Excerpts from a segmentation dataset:
────────────────────
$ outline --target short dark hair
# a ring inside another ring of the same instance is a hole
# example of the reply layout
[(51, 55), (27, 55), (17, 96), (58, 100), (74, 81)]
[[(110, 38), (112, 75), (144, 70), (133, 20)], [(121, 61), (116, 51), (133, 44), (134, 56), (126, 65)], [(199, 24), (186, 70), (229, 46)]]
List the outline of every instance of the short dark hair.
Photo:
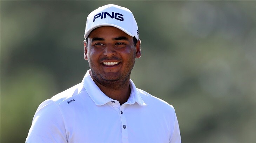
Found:
[[(134, 46), (136, 47), (136, 44), (137, 44), (137, 42), (138, 42), (138, 39), (135, 37), (135, 36), (133, 37), (133, 44), (134, 44)], [(86, 43), (86, 46), (87, 46), (87, 45), (88, 44), (88, 37), (85, 38), (85, 42)]]

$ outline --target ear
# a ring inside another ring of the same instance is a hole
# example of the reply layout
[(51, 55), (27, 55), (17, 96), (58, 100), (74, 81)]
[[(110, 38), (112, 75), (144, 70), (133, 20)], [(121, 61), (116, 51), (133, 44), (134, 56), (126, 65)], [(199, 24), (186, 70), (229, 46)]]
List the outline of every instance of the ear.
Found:
[(140, 49), (140, 39), (138, 39), (136, 44), (136, 58), (139, 58), (141, 56), (141, 51)]
[(87, 49), (87, 47), (86, 46), (86, 41), (85, 40), (83, 41), (83, 45), (85, 46), (85, 54), (83, 55), (83, 57), (86, 60), (88, 60), (88, 57), (87, 54), (88, 51)]

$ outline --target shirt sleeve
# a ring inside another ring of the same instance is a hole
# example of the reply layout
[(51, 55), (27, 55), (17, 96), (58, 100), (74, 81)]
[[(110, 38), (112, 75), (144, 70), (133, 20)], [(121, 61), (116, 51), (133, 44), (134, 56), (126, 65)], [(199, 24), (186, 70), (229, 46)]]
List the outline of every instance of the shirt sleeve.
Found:
[[(173, 108), (173, 106), (171, 106), (172, 108)], [(173, 109), (174, 109), (174, 108)], [(170, 143), (180, 143), (181, 142), (181, 138), (180, 133), (180, 127), (179, 127), (178, 120), (175, 111), (174, 116), (174, 121), (173, 125), (173, 135), (170, 140)]]
[(58, 105), (47, 100), (38, 108), (26, 143), (67, 143), (65, 125)]

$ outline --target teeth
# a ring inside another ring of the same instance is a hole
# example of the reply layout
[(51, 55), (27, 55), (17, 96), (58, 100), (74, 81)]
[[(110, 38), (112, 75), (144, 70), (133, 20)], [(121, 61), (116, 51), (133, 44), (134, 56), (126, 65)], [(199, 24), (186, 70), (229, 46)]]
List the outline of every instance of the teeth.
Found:
[(103, 62), (103, 64), (104, 65), (116, 65), (119, 62)]

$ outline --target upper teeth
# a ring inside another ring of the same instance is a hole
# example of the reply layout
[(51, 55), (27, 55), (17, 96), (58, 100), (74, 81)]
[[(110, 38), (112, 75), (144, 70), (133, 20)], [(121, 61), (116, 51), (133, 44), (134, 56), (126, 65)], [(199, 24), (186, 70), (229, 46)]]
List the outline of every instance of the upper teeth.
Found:
[(113, 65), (117, 64), (117, 63), (118, 63), (118, 62), (103, 62), (103, 64), (107, 65)]

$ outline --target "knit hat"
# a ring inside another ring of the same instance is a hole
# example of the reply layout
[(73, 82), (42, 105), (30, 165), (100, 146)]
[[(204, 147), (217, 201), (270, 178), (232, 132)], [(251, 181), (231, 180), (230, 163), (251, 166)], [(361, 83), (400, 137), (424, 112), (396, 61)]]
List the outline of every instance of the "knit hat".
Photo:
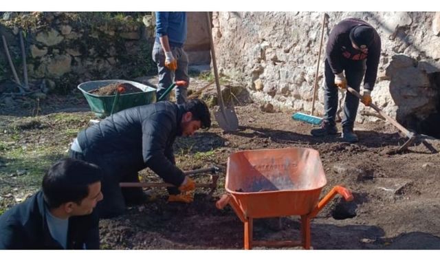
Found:
[(373, 39), (374, 29), (366, 25), (358, 25), (350, 31), (350, 40), (361, 48), (369, 47)]

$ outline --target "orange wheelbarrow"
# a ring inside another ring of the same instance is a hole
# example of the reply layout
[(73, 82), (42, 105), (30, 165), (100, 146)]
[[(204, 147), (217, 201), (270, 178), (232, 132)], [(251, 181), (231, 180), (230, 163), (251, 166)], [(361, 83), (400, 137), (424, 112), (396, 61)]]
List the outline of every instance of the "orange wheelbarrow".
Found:
[[(244, 248), (253, 246), (302, 246), (310, 249), (310, 221), (336, 194), (353, 200), (351, 192), (334, 186), (319, 201), (327, 184), (318, 151), (287, 148), (243, 151), (228, 158), (227, 194), (216, 203), (218, 208), (230, 204), (244, 223)], [(254, 241), (254, 219), (300, 215), (298, 241)]]

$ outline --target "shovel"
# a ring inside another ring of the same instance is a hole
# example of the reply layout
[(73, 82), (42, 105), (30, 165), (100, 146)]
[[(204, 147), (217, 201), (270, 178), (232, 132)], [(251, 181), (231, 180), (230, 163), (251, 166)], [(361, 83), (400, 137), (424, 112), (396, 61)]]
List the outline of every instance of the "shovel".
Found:
[(214, 42), (212, 41), (212, 32), (211, 30), (211, 17), (209, 12), (206, 12), (208, 18), (208, 31), (209, 32), (209, 43), (211, 45), (211, 57), (212, 58), (212, 67), (214, 68), (214, 76), (215, 78), (215, 86), (217, 89), (217, 96), (220, 100), (220, 110), (214, 113), (215, 120), (219, 123), (219, 126), (225, 131), (236, 131), (239, 129), (239, 119), (235, 114), (235, 110), (232, 104), (232, 107), (226, 107), (220, 89), (220, 80), (217, 72), (217, 64), (215, 59), (215, 50), (214, 50)]
[[(356, 90), (354, 89), (353, 88), (352, 88), (351, 87), (347, 87), (346, 89), (347, 89), (347, 91), (350, 92), (351, 94), (352, 94), (353, 95), (357, 96), (359, 99), (360, 99), (360, 100), (362, 99), (362, 96), (359, 94), (359, 92), (356, 92)], [(385, 112), (382, 111), (375, 105), (374, 105), (373, 103), (371, 103), (370, 104), (370, 107), (371, 107), (372, 109), (375, 110), (377, 113), (379, 113), (380, 115), (381, 115), (383, 118), (384, 118), (389, 122), (393, 124), (393, 125), (396, 127), (396, 128), (397, 128), (399, 130), (400, 130), (400, 131), (402, 131), (406, 137), (408, 138), (408, 140), (406, 142), (405, 142), (405, 143), (404, 143), (403, 145), (402, 145), (400, 147), (399, 147), (399, 149), (395, 152), (396, 153), (400, 153), (400, 152), (407, 149), (408, 147), (415, 140), (415, 138), (416, 138), (415, 133), (408, 131), (406, 128), (404, 127), (402, 125), (400, 125), (399, 123), (399, 122), (397, 122), (395, 120), (393, 119), (390, 116), (387, 115)]]

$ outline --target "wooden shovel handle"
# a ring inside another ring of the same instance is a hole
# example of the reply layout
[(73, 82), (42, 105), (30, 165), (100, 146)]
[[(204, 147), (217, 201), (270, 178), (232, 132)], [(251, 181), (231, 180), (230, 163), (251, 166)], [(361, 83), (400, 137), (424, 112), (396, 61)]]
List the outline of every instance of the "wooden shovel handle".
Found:
[[(353, 95), (354, 95), (354, 96), (357, 96), (358, 98), (359, 98), (359, 99), (361, 99), (361, 100), (362, 99), (362, 96), (359, 94), (359, 92), (356, 92), (353, 88), (352, 88), (351, 87), (347, 87), (346, 89), (349, 92), (350, 92), (351, 94), (352, 94)], [(395, 127), (397, 127), (397, 129), (399, 130), (400, 130), (402, 133), (404, 133), (405, 134), (405, 136), (406, 136), (408, 138), (410, 138), (412, 136), (414, 136), (414, 133), (412, 133), (412, 132), (409, 131), (408, 129), (406, 129), (405, 127), (404, 127), (402, 125), (400, 125), (397, 121), (396, 121), (395, 120), (393, 119), (390, 116), (387, 115), (385, 112), (384, 112), (383, 111), (380, 110), (380, 109), (379, 107), (377, 107), (377, 106), (376, 106), (375, 105), (371, 103), (371, 104), (370, 104), (369, 107), (371, 107), (371, 108), (373, 108), (377, 113), (379, 113), (379, 114), (380, 114), (382, 116), (383, 116), (389, 122), (393, 124), (393, 125), (394, 125)]]

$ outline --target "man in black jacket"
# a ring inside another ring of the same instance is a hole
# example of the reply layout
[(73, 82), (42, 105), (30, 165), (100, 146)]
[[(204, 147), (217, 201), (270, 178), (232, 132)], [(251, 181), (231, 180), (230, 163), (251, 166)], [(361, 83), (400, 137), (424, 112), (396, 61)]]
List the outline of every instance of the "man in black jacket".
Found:
[[(377, 75), (380, 50), (381, 41), (377, 32), (364, 21), (346, 19), (333, 28), (326, 48), (325, 115), (321, 128), (312, 129), (312, 135), (322, 136), (338, 133), (335, 123), (338, 109), (336, 87), (346, 89), (348, 85), (359, 92), (365, 74), (362, 101), (366, 106), (371, 103), (371, 94)], [(342, 139), (349, 142), (358, 140), (353, 130), (358, 106), (359, 99), (347, 92), (342, 124)]]
[(122, 191), (119, 183), (139, 182), (138, 172), (146, 167), (176, 186), (168, 188), (168, 202), (192, 202), (192, 197), (185, 192), (194, 190), (195, 184), (176, 166), (173, 144), (176, 136), (190, 136), (210, 125), (206, 104), (195, 99), (182, 105), (161, 101), (122, 110), (78, 133), (71, 156), (96, 164), (104, 172), (105, 199), (97, 207), (100, 217), (122, 214), (126, 202), (142, 198), (142, 189)]
[(101, 176), (82, 160), (56, 162), (42, 191), (0, 216), (0, 249), (99, 249)]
────────────────────
:: Stated exercise ::
Put the lines of the data between the line holding "--target shirt sleeve" and the line holding "135), (170, 140)]]", inclusive, into a numbered list, skipping any blank lines.

:: Solution for this exercise ::
1. $ outline --target shirt sleeve
2. # a ring inside another ring of the same instance is a hole
3. # example of the reply layout
4. [(51, 55), (27, 55), (17, 96), (58, 100), (74, 81)]
5. [[(110, 38), (112, 75), (144, 70), (133, 20)], [(121, 61), (116, 51), (133, 44), (134, 56), (126, 65)], [(199, 24), (186, 70), (229, 46)]]
6. List the outline of every instance of the shirt sleeve.
7. Found:
8. [[(173, 108), (173, 106), (171, 106), (172, 108)], [(173, 109), (174, 109), (174, 108)], [(170, 143), (180, 143), (181, 142), (181, 138), (180, 133), (180, 127), (179, 127), (178, 120), (175, 111), (174, 116), (174, 121), (173, 125), (173, 135), (170, 140)]]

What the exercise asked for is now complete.